**About this task**
From the first entry to the last, copy the material exactly as it stands.

**Materials provided**
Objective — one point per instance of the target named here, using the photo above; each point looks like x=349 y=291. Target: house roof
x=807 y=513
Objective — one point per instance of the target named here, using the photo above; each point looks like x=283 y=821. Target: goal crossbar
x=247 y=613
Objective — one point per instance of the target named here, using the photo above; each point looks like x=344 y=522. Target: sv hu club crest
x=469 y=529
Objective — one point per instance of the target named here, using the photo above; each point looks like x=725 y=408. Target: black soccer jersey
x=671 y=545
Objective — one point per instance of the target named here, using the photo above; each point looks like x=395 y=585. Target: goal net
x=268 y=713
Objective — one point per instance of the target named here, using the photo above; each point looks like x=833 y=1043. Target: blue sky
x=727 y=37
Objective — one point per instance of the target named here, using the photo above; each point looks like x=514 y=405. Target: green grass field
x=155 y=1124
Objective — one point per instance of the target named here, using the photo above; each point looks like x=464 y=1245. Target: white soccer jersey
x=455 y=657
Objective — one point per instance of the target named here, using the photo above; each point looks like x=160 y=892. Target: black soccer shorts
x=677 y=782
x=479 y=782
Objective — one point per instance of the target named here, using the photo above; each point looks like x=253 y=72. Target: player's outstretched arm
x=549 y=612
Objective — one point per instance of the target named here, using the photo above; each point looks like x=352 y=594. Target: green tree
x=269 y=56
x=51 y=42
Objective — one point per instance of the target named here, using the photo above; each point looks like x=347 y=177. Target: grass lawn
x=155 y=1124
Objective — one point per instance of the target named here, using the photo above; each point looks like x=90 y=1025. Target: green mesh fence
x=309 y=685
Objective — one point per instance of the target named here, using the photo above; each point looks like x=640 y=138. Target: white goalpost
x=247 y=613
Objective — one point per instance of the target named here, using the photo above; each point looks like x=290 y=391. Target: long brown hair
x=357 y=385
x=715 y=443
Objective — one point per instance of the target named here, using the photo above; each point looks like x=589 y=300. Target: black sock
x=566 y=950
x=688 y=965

**Reply to the task**
Objective — one point per instance of the target named here, using the photo above; each point looks like x=349 y=291. Target: house roof
x=807 y=513
Objective — one point per instance of the target named here, using the photo above; each point looks like x=283 y=821. Target: goal crossbar
x=247 y=613
Objective — one point per instance of the target named here, using the photo above; each point looks like x=344 y=522. Target: sv hu club crest
x=469 y=529
Objective — one point per instance of the target named here, using the photo above; each point looks like x=725 y=408. Target: black soccer jersey
x=671 y=545
Objective — one point per instance of the target named here, using the photo above; each point looks like x=395 y=585. Target: goal net
x=268 y=713
Objective — one point per instance of the target named here, using the photo above; each point looks like x=833 y=1043. Target: blue sky
x=727 y=37
Objective — one point per instance of the target named here, using the photo above; each point looks like x=514 y=405. Target: green grass field
x=155 y=1124
Objective — one point per instance of the target named here, using the photo above; each point looks like x=464 y=1245. Target: white soccer jersey
x=455 y=657
Objective — one point per instance of the target named here, using the photo above; each point looks like x=160 y=892. Target: black soccer shorts
x=677 y=782
x=479 y=782
Objective — one point per instance of the target named here, using the photo above; each point looks like x=253 y=72. Target: player's outstretched arm
x=549 y=612
Objective — one point per instance of the target named here, using the photo above; each point looks like x=352 y=594. Target: green tree
x=269 y=56
x=51 y=42
Objective — one point per instance of the target named here, using the photo above; each point looks like x=347 y=177. Target: grass lawn
x=155 y=1124
Objective — one point per instance of the target named here, using the photo above; each point looks like x=90 y=1025. Target: green mesh fence
x=309 y=685
Objective — one point per instance of the target named here, using the photo above; each point looks like x=640 y=138. Target: white goalpost
x=247 y=613
Objective — one point per instance of the target named here, using the photo above; each point looks like x=290 y=391. Target: long brown hair
x=357 y=385
x=715 y=443
Objective — one point per instance of the target named here, using the photo above; each point looks like x=589 y=300. Target: black sock
x=566 y=950
x=688 y=965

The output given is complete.